§ **Problem requirements**:
Exclude all pictures, then copy each of the records exactly as written.

§ **Given data**:
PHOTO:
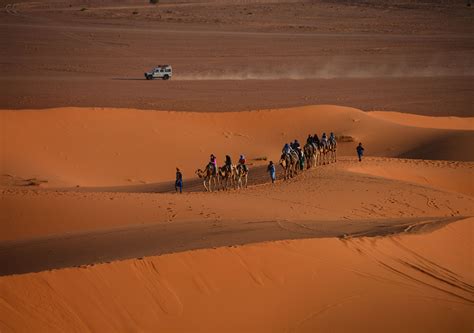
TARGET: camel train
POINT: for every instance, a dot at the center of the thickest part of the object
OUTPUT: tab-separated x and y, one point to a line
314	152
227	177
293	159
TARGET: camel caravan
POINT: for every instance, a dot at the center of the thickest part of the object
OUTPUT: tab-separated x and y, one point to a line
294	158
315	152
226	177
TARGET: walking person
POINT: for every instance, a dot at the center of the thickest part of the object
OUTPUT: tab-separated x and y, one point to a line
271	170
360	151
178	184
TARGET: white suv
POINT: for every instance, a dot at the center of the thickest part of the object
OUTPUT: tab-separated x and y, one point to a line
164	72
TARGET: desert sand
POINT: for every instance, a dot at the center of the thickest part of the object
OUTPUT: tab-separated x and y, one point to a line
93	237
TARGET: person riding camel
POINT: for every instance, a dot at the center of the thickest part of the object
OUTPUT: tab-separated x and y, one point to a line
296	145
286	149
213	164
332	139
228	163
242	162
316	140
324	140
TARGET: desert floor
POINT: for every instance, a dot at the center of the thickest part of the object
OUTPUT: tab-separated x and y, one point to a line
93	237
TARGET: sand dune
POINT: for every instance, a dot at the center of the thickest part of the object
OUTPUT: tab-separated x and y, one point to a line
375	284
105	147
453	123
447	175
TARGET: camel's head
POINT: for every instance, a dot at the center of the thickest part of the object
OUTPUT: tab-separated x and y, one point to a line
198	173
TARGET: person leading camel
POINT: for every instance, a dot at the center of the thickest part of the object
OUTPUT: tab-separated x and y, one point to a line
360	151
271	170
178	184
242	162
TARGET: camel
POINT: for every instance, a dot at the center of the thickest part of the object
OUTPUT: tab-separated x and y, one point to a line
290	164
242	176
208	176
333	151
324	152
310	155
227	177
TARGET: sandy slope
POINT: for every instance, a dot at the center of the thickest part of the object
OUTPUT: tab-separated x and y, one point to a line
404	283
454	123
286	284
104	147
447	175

§ **Task result**:
PHOTO:
TARGET: camel train
POINT: for every instance, a dot at the center of the thickest part of the object
OUTPUT: tab-separated x and y, one point to a line
314	152
227	177
293	159
TARGET: camel caravan
POINT: for every instance, a dot at the center of the thickest part of the object
OUTPUT: tab-separated x and y, one point to a line
294	158
315	152
226	177
TARGET: walking person
POINT: for every instance, a dot at the center of the thickest part of the object
OUTPUT: tab-separated x and y, one point to a line
271	170
360	151
178	184
TARGET: white suv
POINT: for every instance, a dot at the center of the thickest part of the object
OUTPUT: tab-separated x and y, one point to a line
164	72
TARGET: desert sand
POINT: for every instance, a dot at the center of the thickest part of the object
OUTPUT: tab-separated x and y, one point to a line
93	237
TARGET: person riding camel
POINT: for every instance, a dot at the center of the thickest part of the object
OUTPUT: tab-separated x and y, one point to a line
296	145
286	149
213	164
332	139
228	163
242	162
316	140
324	140
TARGET: desert floor
POINT: for every instance, a dot at the center of the thickest part of the object
OUTPUT: tab-separated x and y, one point to a line
93	237
TARGET: sand dune
POINT: for every instance, a dot at the center of the thickest part of the object
OUTPUT: tab-separated x and y, one point to a line
375	284
105	147
453	123
447	175
TARGET: camel's head
POINT: for every instance, a dot at the center of the thickest part of the object
OUTPUT: tab-separated x and y, one point to a line
198	173
TARGET: person leading camel
POINT: for every instance, a dot at the center of the thickest part of the object
OUTPUT: tab-separated x and y, one point to a line
360	151
271	170
178	184
242	162
TARGET: camel
POINT: for every instance, a dot at the center of the thickest part of the object
OUTPUT: tab-separated x and y, one point to a line
290	164
242	176
208	176
333	151
324	152
310	155
227	177
TARGET: sandy slope
POINT: for every instance, a dot at the center of the thickest part of the object
OUTPUT: tab-separated x and y, one point to a line
404	283
454	123
286	284
104	147
447	175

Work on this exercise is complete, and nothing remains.